PROVIDED DATA ->
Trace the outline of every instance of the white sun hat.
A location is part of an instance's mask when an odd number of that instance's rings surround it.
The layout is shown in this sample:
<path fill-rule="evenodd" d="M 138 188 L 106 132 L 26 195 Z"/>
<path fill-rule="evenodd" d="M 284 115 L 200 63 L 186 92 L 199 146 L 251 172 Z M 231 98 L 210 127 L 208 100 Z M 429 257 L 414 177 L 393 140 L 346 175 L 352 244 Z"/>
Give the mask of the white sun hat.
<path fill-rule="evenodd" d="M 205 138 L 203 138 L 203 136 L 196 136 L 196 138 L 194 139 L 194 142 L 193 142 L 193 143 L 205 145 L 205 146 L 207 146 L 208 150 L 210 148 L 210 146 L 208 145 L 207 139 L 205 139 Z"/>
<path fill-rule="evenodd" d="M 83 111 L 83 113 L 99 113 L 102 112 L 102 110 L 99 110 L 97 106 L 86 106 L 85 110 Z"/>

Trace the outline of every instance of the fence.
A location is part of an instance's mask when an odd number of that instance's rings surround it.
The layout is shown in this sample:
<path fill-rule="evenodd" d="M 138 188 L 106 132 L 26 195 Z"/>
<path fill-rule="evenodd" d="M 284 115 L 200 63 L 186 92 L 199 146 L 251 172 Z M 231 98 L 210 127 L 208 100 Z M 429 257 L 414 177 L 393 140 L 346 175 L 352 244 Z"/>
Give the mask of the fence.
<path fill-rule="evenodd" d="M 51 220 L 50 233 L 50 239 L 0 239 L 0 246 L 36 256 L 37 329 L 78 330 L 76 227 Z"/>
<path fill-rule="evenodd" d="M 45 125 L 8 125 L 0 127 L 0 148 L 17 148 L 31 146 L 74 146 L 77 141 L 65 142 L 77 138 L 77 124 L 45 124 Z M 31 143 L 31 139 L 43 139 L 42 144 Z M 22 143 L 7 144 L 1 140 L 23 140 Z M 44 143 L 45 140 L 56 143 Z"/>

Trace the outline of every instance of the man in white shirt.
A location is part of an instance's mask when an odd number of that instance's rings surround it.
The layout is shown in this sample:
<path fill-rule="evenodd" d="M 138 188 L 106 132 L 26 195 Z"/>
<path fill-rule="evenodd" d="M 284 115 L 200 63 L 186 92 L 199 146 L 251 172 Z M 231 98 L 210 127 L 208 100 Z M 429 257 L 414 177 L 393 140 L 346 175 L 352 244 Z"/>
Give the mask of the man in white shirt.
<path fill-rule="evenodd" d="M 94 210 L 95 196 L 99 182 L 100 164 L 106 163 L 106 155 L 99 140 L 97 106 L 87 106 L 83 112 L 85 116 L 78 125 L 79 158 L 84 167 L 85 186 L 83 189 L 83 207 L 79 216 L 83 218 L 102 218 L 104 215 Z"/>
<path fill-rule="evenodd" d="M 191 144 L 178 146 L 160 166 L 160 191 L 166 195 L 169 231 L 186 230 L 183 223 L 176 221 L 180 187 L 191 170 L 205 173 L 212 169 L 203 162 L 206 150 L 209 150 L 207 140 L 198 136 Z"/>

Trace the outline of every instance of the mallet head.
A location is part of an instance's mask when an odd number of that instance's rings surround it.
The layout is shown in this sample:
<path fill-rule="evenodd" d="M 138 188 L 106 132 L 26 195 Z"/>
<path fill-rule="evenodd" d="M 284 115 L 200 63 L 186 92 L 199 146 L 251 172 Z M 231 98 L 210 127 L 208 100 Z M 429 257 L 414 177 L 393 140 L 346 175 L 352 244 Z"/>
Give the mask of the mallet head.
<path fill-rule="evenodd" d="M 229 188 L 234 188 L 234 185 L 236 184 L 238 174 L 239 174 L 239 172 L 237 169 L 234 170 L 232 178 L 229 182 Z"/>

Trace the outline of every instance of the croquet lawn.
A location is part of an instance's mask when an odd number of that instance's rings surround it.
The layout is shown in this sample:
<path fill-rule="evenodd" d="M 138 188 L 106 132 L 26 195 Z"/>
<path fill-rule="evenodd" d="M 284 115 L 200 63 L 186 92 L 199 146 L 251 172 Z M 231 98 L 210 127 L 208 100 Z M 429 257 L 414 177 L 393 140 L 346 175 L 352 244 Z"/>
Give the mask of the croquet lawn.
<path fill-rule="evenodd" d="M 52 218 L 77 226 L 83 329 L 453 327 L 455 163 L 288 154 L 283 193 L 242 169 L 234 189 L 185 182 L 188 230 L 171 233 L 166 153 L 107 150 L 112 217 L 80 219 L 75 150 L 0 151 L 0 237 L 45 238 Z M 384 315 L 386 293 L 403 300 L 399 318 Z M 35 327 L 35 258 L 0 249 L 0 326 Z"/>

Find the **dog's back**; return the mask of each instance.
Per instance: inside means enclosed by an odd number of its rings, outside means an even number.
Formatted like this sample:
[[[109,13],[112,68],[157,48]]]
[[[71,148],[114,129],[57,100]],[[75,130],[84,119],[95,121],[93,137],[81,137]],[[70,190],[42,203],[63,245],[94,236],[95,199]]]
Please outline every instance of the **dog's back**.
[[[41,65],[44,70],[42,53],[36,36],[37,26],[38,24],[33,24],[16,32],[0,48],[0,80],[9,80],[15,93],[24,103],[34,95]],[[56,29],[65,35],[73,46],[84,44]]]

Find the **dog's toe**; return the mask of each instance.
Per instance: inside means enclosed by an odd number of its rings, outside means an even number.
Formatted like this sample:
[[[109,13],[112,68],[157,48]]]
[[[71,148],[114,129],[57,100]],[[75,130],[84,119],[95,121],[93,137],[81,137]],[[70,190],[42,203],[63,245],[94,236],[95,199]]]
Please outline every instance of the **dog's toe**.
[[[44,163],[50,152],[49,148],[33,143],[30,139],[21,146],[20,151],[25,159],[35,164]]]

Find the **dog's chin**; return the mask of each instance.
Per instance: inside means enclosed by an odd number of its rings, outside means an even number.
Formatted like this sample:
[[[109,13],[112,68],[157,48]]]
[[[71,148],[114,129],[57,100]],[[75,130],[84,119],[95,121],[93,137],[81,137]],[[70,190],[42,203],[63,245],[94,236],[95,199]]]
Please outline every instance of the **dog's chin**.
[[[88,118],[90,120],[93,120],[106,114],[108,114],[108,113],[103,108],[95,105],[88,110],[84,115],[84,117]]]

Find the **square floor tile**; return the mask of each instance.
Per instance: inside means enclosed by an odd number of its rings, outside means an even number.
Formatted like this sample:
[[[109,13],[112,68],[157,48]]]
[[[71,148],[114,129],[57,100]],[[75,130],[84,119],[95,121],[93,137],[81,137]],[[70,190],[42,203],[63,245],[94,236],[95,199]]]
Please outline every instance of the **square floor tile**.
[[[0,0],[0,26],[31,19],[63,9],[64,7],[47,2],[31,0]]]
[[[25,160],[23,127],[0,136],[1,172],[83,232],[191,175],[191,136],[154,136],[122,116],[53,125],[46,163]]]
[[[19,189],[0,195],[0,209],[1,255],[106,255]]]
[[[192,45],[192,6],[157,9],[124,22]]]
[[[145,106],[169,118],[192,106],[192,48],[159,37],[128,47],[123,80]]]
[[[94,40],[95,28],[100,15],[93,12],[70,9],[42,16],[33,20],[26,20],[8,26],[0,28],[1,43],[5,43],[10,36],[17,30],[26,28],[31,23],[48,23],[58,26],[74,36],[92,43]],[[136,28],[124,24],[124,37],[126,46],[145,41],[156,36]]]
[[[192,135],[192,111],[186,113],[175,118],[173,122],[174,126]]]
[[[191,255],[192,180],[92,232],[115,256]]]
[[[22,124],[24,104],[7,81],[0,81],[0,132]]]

GIVEN PROBLEM -> Format the items above as a Markdown table with the columns Row and Item line, numbering each non-blank line and leaving out the blank ones.

REPLY TO THE EXERCISE ->
| Row | Item line |
|---|---|
| 1 | Trace the outline of every instance of the white sun hat. |
| 2 | A location is part of an instance's mask when an odd number of that instance's rings surround it. |
| 3 | The layout is shown in this sample: |
| 4 | <path fill-rule="evenodd" d="M 138 188 L 106 132 L 26 195 Z"/> |
| 5 | <path fill-rule="evenodd" d="M 284 115 L 200 63 L 186 92 L 199 146 L 251 172 Z M 231 98 L 210 127 L 208 100 Z M 429 257 L 414 177 L 393 140 L 346 175 L 352 244 Z"/> |
| 6 | Give the mask of the white sun hat. |
| 7 | <path fill-rule="evenodd" d="M 205 138 L 203 138 L 203 136 L 196 136 L 196 138 L 194 139 L 194 142 L 193 142 L 193 143 L 205 145 L 205 146 L 207 146 L 208 150 L 210 148 L 210 146 L 208 145 L 207 139 L 205 139 Z"/> |
| 8 | <path fill-rule="evenodd" d="M 83 111 L 83 113 L 99 113 L 102 112 L 102 110 L 99 110 L 97 106 L 86 106 L 85 110 Z"/> |
| 9 | Trace the outline of every instance of the fence. |
| 10 | A location is part of an instance's mask when an odd number of that instance's rings surround it. |
| 11 | The layout is shown in this sample: |
| 12 | <path fill-rule="evenodd" d="M 138 188 L 106 132 L 26 195 Z"/> |
| 13 | <path fill-rule="evenodd" d="M 284 115 L 200 63 L 186 92 L 199 146 L 251 172 Z M 231 98 L 210 127 L 208 100 Z M 429 257 L 414 177 L 393 140 L 346 175 L 352 244 Z"/> |
| 14 | Give the mask of the fence. |
| 15 | <path fill-rule="evenodd" d="M 51 220 L 50 233 L 50 239 L 0 239 L 0 246 L 36 256 L 37 329 L 78 330 L 76 227 Z"/> |
| 16 | <path fill-rule="evenodd" d="M 45 125 L 8 125 L 0 127 L 0 148 L 17 148 L 31 146 L 74 146 L 77 141 L 65 142 L 77 138 L 77 124 L 45 124 Z M 31 143 L 31 139 L 43 139 L 42 144 Z M 22 143 L 7 144 L 1 140 L 23 140 Z M 44 143 L 45 140 L 56 143 Z"/> |
| 17 | Trace the outline of every instance of the man in white shirt. |
| 18 | A location is part of an instance's mask when an odd number of that instance's rings surround it. |
| 19 | The layout is shown in this sample: |
| 20 | <path fill-rule="evenodd" d="M 138 188 L 106 132 L 26 195 Z"/> |
| 21 | <path fill-rule="evenodd" d="M 284 115 L 200 63 L 186 92 L 199 146 L 251 172 Z M 231 98 L 210 127 L 208 100 Z M 429 257 L 414 177 L 393 140 L 346 175 L 352 244 Z"/> |
| 22 | Give the mask of the man in white shirt. |
| 23 | <path fill-rule="evenodd" d="M 94 210 L 95 196 L 99 182 L 100 164 L 106 163 L 106 155 L 99 140 L 97 106 L 87 106 L 83 112 L 85 116 L 78 125 L 79 158 L 84 167 L 85 186 L 83 189 L 83 207 L 79 216 L 83 218 L 102 218 L 104 215 Z"/> |
| 24 | <path fill-rule="evenodd" d="M 191 144 L 178 146 L 160 166 L 160 191 L 166 195 L 169 231 L 186 230 L 183 223 L 176 221 L 180 187 L 191 170 L 205 173 L 212 169 L 203 162 L 206 150 L 209 150 L 207 140 L 198 136 Z"/> |
| 25 | Trace the outline of every instance of the mallet head. |
| 26 | A location is part of an instance's mask when an odd number of that instance's rings surround it. |
| 27 | The layout is shown in this sample: |
| 28 | <path fill-rule="evenodd" d="M 138 188 L 106 132 L 26 195 Z"/> |
| 29 | <path fill-rule="evenodd" d="M 284 115 L 200 63 L 186 92 L 199 146 L 251 172 Z M 231 98 L 210 127 L 208 100 Z M 429 257 L 414 177 L 393 140 L 346 175 L 352 244 Z"/> |
| 30 | Give the mask of the mallet head. |
| 31 | <path fill-rule="evenodd" d="M 229 188 L 234 188 L 234 185 L 236 184 L 238 174 L 239 174 L 239 172 L 237 169 L 234 170 L 232 178 L 229 182 Z"/> |
| 32 | Trace the outline of every instance of the croquet lawn. |
| 33 | A location is part of an instance's mask when an odd number of that instance's rings surround it. |
| 34 | The layout is shown in this sample: |
| 35 | <path fill-rule="evenodd" d="M 138 188 L 106 132 L 26 195 Z"/> |
| 36 | <path fill-rule="evenodd" d="M 284 115 L 200 63 L 186 92 L 199 146 L 251 172 Z M 231 98 L 210 127 L 208 100 Z M 429 257 L 414 177 L 393 140 L 346 175 L 352 244 Z"/> |
| 37 | Give the mask of the croquet lawn. |
| 38 | <path fill-rule="evenodd" d="M 52 218 L 77 226 L 83 329 L 453 327 L 455 163 L 288 154 L 283 193 L 242 169 L 234 189 L 185 182 L 188 230 L 171 233 L 166 153 L 107 150 L 112 217 L 80 219 L 75 150 L 0 151 L 0 237 L 45 238 Z M 384 315 L 386 293 L 403 300 L 399 318 Z M 35 327 L 35 258 L 0 249 L 0 326 Z"/> |
| 39 | Find the **dog's back**; return the mask of each instance. |
| 40 | Per instance: inside means enclosed by an odd number of its rings, outside means an even number. |
| 41 | Formatted like this sample: |
| 42 | [[[109,13],[112,68],[157,48]]] |
| 43 | [[[71,148],[114,129],[57,100]],[[75,130],[84,119],[95,121],[93,137],[81,137]],[[70,190],[42,203],[63,245],[94,236],[95,199]]] |
| 44 | Please outline every instance of the **dog's back**. |
| 45 | [[[41,65],[44,70],[42,53],[36,36],[37,26],[38,24],[33,24],[16,32],[0,48],[0,80],[9,80],[15,93],[24,103],[34,95]],[[56,29],[65,35],[73,46],[84,44]]] |
| 46 | Find the **dog's toe**; return the mask of each instance. |
| 47 | Per instance: inside means enclosed by an odd number of its rings, outside means an even number. |
| 48 | Formatted like this sample: |
| 49 | [[[109,13],[112,68],[157,48]]] |
| 50 | [[[71,148],[114,129],[57,100]],[[75,130],[84,119],[95,121],[93,137],[81,137]],[[70,190],[42,203],[63,245],[94,236],[95,199]]] |
| 51 | Please outline every instance of the **dog's toe**. |
| 52 | [[[44,163],[50,152],[49,148],[33,143],[30,139],[21,146],[20,151],[25,159],[35,164]]] |
| 53 | Find the **dog's chin**; return the mask of each instance. |
| 54 | Per instance: inside means enclosed by an odd number of its rings, outside means an even number. |
| 55 | Formatted like this sample: |
| 56 | [[[109,13],[112,68],[157,48]]] |
| 57 | [[[71,148],[114,129],[57,100]],[[75,130],[84,119],[95,121],[93,137],[81,137]],[[70,190],[42,203],[63,245],[94,236],[95,199]]] |
| 58 | Please outline every instance of the **dog's chin**. |
| 59 | [[[88,118],[90,120],[93,120],[106,114],[108,114],[108,113],[103,108],[95,105],[88,110],[84,115],[84,117]]] |
| 60 | Find the **square floor tile**; return the mask of each instance. |
| 61 | Per instance: inside means enclosed by an odd number of its rings, outside means an even number. |
| 62 | Formatted like this sample: |
| 63 | [[[109,13],[112,68],[157,48]]] |
| 64 | [[[71,148],[114,129],[57,100]],[[75,130],[84,119],[95,121],[93,137],[81,137]],[[70,190],[42,203],[63,245],[94,236],[95,199]]] |
| 65 | Please outline every instance of the **square floor tile**. |
| 66 | [[[0,0],[0,26],[31,19],[63,9],[64,7],[47,2],[31,0]]] |
| 67 | [[[25,160],[23,127],[0,136],[1,172],[83,232],[191,175],[191,136],[154,136],[122,116],[53,125],[46,163]]] |
| 68 | [[[19,189],[0,195],[0,209],[1,255],[106,255]]] |
| 69 | [[[192,45],[192,6],[157,9],[124,22]]] |
| 70 | [[[145,106],[169,118],[192,106],[192,48],[159,37],[128,47],[123,80]]] |
| 71 | [[[94,40],[95,28],[100,15],[93,12],[70,9],[42,16],[33,20],[26,20],[8,26],[0,28],[1,43],[5,43],[10,36],[17,30],[26,28],[31,23],[48,23],[58,26],[74,36],[92,43]],[[136,28],[124,24],[124,37],[126,46],[145,41],[156,36]]] |
| 72 | [[[192,135],[192,111],[186,113],[175,118],[173,122],[174,126]]] |
| 73 | [[[191,255],[192,180],[92,232],[115,256]]] |
| 74 | [[[22,124],[24,104],[7,81],[0,81],[0,132]]] |